--- Start of Given data ---
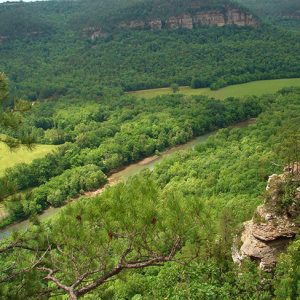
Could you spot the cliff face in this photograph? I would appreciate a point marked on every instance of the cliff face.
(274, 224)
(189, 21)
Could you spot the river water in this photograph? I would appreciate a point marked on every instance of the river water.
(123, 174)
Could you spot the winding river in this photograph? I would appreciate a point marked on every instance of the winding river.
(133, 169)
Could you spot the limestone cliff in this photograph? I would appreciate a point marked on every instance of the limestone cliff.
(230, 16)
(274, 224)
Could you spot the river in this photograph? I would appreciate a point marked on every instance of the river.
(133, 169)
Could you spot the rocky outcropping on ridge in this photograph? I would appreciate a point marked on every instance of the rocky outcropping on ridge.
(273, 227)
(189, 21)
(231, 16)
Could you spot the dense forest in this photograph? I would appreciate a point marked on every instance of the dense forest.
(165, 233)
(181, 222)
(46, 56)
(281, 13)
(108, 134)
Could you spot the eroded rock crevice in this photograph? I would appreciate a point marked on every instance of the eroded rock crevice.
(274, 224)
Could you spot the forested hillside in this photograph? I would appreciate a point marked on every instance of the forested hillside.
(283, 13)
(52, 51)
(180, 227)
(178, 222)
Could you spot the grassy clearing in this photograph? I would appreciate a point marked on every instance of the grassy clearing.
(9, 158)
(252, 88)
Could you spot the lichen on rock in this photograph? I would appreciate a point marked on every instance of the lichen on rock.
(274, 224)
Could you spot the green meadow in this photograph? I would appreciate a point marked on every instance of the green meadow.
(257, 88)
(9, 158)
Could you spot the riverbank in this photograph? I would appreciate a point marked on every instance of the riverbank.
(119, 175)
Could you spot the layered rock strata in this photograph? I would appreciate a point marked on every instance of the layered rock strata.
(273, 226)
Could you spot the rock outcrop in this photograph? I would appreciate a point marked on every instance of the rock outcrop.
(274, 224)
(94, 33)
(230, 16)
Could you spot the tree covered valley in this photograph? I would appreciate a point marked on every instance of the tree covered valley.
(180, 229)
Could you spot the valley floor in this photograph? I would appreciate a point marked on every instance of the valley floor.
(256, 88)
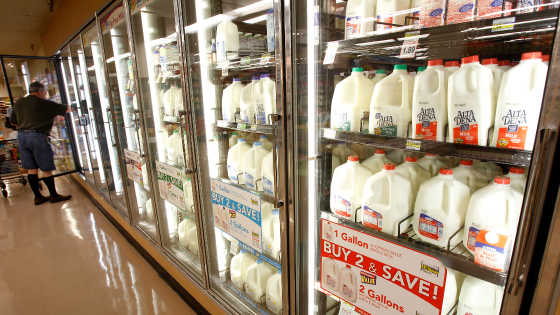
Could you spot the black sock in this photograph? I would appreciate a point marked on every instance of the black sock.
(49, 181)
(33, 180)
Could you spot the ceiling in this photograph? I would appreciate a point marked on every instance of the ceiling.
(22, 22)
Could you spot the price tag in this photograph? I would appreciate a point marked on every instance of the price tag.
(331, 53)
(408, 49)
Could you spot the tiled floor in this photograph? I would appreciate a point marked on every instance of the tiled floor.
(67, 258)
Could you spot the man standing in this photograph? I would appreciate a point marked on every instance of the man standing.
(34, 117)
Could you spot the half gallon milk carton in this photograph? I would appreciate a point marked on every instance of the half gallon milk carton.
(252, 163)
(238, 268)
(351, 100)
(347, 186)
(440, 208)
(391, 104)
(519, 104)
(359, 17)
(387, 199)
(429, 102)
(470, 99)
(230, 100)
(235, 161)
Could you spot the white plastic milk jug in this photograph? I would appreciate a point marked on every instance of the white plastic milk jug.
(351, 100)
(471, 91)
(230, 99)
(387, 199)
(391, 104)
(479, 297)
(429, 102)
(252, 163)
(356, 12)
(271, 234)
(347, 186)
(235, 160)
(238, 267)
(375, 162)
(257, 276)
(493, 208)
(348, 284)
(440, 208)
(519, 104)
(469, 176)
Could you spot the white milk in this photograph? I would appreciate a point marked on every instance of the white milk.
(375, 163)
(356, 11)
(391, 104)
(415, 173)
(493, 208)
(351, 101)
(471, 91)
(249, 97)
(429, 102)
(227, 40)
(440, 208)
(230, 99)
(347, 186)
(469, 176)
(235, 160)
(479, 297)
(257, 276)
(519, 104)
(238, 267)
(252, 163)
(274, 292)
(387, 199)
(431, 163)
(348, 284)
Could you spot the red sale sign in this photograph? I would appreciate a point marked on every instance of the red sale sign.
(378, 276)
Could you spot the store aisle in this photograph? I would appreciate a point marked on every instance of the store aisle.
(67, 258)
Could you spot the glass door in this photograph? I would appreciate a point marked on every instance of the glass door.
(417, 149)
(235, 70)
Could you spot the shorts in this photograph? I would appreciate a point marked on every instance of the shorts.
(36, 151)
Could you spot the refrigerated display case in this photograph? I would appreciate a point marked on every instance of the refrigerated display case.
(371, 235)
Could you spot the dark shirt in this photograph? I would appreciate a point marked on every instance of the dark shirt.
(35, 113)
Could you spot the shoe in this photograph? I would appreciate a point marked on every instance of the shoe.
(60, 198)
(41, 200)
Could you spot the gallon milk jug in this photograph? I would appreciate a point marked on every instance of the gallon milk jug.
--- End of Given data ---
• Task prompt
Reproduce the full listing above verbatim, with no pictures included.

• Final result
Could you spot the cliff face in this photograph? I would appreciate a point marked on every instance of the cliff face.
(274, 224)
(189, 21)
Could you spot the river water in this photograph? I would appreciate a point marked on every instance of the river water.
(123, 174)
Could you spot the winding river in this photograph? I would appreciate a point marked on every instance of the winding river.
(133, 169)
Could you spot the limestone cliff in this photograph? I would appreciate a point marked on every instance of the limestone cliff.
(230, 16)
(274, 224)
Could you spot the river in this photograph? I would appreciate a point marked on every instance of the river.
(133, 169)
Could you spot the rocky outcropping on ridge in this photograph? I would appreciate a point marked on every instance of the rocky outcropping on ridge.
(273, 227)
(189, 21)
(231, 16)
Could you spot the dense forest in this photograph? I would appreciate a point marked on every instance of the dense forest.
(165, 233)
(181, 222)
(46, 56)
(281, 13)
(108, 134)
Could you spot the eroded rock crevice in this photograph? I would appreciate a point marked on every instance of the eroded rock crevice.
(274, 224)
Could you spot the forested hillside in this photograph? I would appreciate a point marked on every instance of the forested hillside.
(283, 13)
(52, 51)
(180, 227)
(178, 222)
Could you spot the grassy clearing in this photograph? I would appreciate a point marked on every instance of the grassy clearing.
(9, 158)
(252, 88)
Could you spot the lichen on rock in this photograph? I would appreciate a point marked on every instance of the lichen on rock.
(274, 224)
Could you spot the green meadow in this photograph? I would appreciate a point marked on every instance of the green meadow.
(257, 88)
(9, 158)
Could you spot the riverbank in this photograph? I would appreciate a point marked on every instance of the riverbank.
(119, 175)
Could you spot the layered rock strata in this photograph? I would appreciate a point marked on every instance of the layered rock strata.
(273, 226)
Could you spot the rock outcrop in this photograph? I would appreciate a point marked on every instance of the rock outcrop.
(274, 224)
(94, 33)
(230, 16)
Could you spot the tree covered valley in this photograph? I would appreciate a point marked on every instance of the tree covered valley.
(180, 229)
Could you spot the valley floor in this photograph? I would appreciate a point marked on every instance of the valley floor.
(256, 88)
Could you spot the black sock in this photograph? I would appreciate a point marked on every instance of the black sock.
(49, 181)
(33, 180)
Could you spot the ceiling in this photograph? I would appreciate a point marked on every instance of the ceiling.
(22, 22)
Could you spot the price tag in this photograph? I would appreciate a point marked on every instance of the price tag.
(331, 53)
(408, 49)
Could you spot the tiled floor in this photograph? I would appreciate a point marked on every instance of the tiled floor.
(67, 258)
Could you spot the man standing in this photograph? I would appreciate a point marked on every instance of the man standing.
(34, 117)
Could you spot the half gallon milk carton in this photograph? I would appreciate a point marked on every instance of the half gallon milk carton.
(252, 163)
(238, 268)
(351, 100)
(347, 186)
(440, 208)
(391, 104)
(519, 104)
(359, 17)
(387, 199)
(429, 102)
(470, 99)
(230, 100)
(235, 161)
Could you spot the white plastic milk jug in this photograph? I would appreciate a point marked on every instance of the white plastic milk jug.
(351, 100)
(471, 91)
(230, 99)
(387, 199)
(391, 104)
(479, 297)
(429, 102)
(252, 163)
(356, 12)
(271, 234)
(347, 186)
(235, 160)
(238, 267)
(375, 162)
(257, 276)
(493, 208)
(348, 284)
(440, 208)
(519, 104)
(469, 176)
Could you spot the white milk in this photograph? I would appreciate a point marked on every instance of the white milk.
(375, 163)
(356, 11)
(391, 104)
(415, 173)
(493, 208)
(351, 101)
(471, 91)
(249, 97)
(429, 102)
(227, 40)
(440, 208)
(230, 99)
(347, 186)
(469, 176)
(235, 160)
(479, 297)
(257, 276)
(519, 104)
(238, 267)
(252, 163)
(274, 292)
(387, 199)
(431, 163)
(348, 284)
Could you spot the red sale sign in this photograph? I would appreciate a point marked on every instance of the red sale sign.
(378, 276)
Could you spot the store aisle in this photograph? I would appreciate a point marked on every instance of the store aisle.
(67, 258)
Could you spot the glass door in this photograph? I would appreciate a point marked on every instance of the glass door.
(417, 149)
(235, 70)
Could you spot the shorts in this photograph? I would appreciate a point marked on every instance of the shorts.
(36, 151)
Could you spot the refrigerated display case in this photograph? I would appreciate a point marked on every instance of the refrigerated display case.
(371, 235)
Could you spot the dark shirt in this photograph? I would appreciate a point marked on every instance of the dark shirt.
(35, 113)
Could you spot the shoe in this photograph? I would appreciate a point marked on every instance of the shoe.
(60, 198)
(41, 200)
Could you spot the gallon milk jug in this photograph? I would appreciate a point marked on every instance of the gallon milk jug.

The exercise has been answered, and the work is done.